*SET TASK*: Reproduce the SIM transfer thread from "## bonehead123 (Feb" to "will be DOA*....", substituting "carrier-unlocked model" for "unlocked model".

::: DOCUMENT PASSAGE :::

# Transfer my sim to another phone



## theFOoL (Feb 8, 2022)

Hello guy's, 

So I'm thinking about getting the LG V20 t-mobile version. Would I need to call straight talk or should I be good? The sim is a nano sized but held to contact with G4


----------



## Toothless (Feb 8, 2022)

Why not call them first? Also anything V40 and below cannot do 5G, so T-Mobile will not support it.


----------



## bonehead123 (Feb 8, 2022)

theFOoL said:


> Hello guy's,
> 
> So I'm thinking about getting the LG V20 t-mobile version. Would I need to call straight talk or should I be good? The sim is a nano sized but held to contact with G4



A) The V20 is a pretty old phone, but if that's what you need/can afford, then so be it...*just be sure to get an unlocked model, otherwise your plan will be DOA*....

B)  If your "G4" is still under a contract, you would need to pay off that contract 1st, and then request that the carrier it is on now unlock it, which could take as little as 24 hours or as long as 14-30 days, depending on if they decide it's worth the effort or not....

FYI, I paid off all my tmobster phones and got them unlocked 2 years ago, and then put Google Fi sim cards in them, nottaproblemo.....

good luck with the swaparoonie


----------



## theFOoL (Feb 8, 2022)

I don't intend to use 5G and I buy my phones off ebay or AliExpress. I'm careful at what I do. Just many sellers intend to have a better Stock of the batteries for the V20. I'm always looking for a return as well for phones

Just bc a phone is Old doesn't mean you can't still use it


----------



## Toothless (Feb 8, 2022)

theFOoL said:


> I don't intend to use 5G and I buy my phones off ebay or AliExpress. I'm careful at what I do. Just many sellers intend to have a better Stock of the batteries for the V20. I'm always looking for a return as well for phones


That's nice but anything T-Mobile related is getting forced to 5G sooner or later.


----------



## theFOoL (Feb 8, 2022)

Toothless said:


> That's nice but anything T-Mobile related is getting forced to 5G sooner or later.


Meaning they won't do 4G?


----------



## Toothless (Feb 8, 2022)

theFOoL said:


> Meaning they won't do 4G?


It will need to specifically support 5G and lower. Again as I said earlier, call them and ask before you do something you'll regret. My V40 ThinQ is not supported by T-Mobile but (for the time being) is supported by Metro.


----------



## theFOoL (Feb 8, 2022)

I'm with straight-talk with a t-mobile sim [just meaning i'll get t-mobile signal] which I had to buy a micro sim kit for G4. I have plenty of batteries for my G4 but 2 originals are dying on it's capacity and I have 3 that have popped in the center just a hair but they are still usable just lost thier capacity a bit. That pop was bc I charged those Extended batteries by USB at one point. I'm guessing the G4  or any other phone tht has removable batteries has a code or a board/chip with the phone telling it to stop at this point at charging. Many companies created these batteries/chargers to have a longer run time


----------



## cvaldes (Feb 9, 2022)

::: DATASET :::

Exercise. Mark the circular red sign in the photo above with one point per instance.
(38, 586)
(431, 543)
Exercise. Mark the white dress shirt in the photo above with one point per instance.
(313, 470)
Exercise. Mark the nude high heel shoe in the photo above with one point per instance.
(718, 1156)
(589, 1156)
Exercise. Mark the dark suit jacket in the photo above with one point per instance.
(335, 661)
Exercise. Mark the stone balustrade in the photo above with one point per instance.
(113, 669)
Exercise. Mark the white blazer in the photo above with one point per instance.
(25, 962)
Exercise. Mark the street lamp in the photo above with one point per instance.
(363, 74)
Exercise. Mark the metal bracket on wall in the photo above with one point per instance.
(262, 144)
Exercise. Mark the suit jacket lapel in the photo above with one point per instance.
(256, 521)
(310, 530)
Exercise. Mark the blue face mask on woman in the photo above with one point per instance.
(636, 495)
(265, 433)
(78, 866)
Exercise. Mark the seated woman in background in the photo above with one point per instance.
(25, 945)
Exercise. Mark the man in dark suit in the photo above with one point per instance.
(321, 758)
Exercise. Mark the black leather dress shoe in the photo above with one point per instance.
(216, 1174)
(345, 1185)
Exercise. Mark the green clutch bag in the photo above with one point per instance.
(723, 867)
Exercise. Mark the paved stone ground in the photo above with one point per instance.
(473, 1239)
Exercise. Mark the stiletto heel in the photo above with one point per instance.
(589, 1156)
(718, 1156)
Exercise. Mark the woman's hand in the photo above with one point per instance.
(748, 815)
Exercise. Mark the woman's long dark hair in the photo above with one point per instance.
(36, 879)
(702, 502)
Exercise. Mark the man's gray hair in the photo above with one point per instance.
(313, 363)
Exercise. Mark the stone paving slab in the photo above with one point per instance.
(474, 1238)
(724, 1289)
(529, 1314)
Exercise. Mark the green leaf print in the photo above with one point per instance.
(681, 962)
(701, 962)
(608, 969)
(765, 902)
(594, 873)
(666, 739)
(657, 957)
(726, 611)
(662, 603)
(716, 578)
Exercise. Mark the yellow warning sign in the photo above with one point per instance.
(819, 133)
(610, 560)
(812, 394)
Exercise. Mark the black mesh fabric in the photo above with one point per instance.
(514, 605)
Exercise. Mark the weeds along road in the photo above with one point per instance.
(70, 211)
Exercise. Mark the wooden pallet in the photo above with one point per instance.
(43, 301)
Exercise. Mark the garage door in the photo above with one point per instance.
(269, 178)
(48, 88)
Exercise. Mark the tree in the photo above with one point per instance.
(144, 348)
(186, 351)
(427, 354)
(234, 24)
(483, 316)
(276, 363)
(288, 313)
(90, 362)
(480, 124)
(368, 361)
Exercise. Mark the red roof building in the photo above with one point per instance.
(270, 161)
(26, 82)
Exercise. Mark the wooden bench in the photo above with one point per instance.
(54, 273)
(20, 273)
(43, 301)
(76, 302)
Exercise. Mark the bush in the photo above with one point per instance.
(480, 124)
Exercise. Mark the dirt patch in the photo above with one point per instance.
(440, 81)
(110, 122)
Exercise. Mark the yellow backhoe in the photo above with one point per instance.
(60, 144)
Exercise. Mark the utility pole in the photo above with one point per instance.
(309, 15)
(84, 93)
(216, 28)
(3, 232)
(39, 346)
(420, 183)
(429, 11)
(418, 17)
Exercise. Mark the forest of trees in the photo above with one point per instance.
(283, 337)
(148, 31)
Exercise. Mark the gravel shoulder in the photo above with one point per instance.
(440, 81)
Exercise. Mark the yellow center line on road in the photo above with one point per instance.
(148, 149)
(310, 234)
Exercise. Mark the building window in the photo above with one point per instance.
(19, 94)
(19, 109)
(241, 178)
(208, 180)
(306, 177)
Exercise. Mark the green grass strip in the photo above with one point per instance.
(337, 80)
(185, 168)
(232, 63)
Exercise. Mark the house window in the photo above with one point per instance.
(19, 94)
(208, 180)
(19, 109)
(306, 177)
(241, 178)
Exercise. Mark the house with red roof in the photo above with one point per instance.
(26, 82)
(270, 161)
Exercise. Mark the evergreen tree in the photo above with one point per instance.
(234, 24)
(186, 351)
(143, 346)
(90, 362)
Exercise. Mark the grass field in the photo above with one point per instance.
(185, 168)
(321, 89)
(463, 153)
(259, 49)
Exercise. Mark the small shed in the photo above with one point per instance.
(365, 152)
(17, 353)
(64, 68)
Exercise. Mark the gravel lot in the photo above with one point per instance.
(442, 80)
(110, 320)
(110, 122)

:::

*RESPONSE TO THIS EXERCISE*:
## bonehead123 (Feb 8, 2022)

theFOoL said:


> Hello guy's,
> 
> So I'm thinking about getting the LG V20 t-mobile version. Would I need to call straight talk or should I be good? The sim is a nano sized but held to contact with G4



A) The V20 is a pretty old phone, but if that's what you need/can afford, then so be it...*just be sure to get an carrier-unlocked model, otherwise your plan will be DOA*....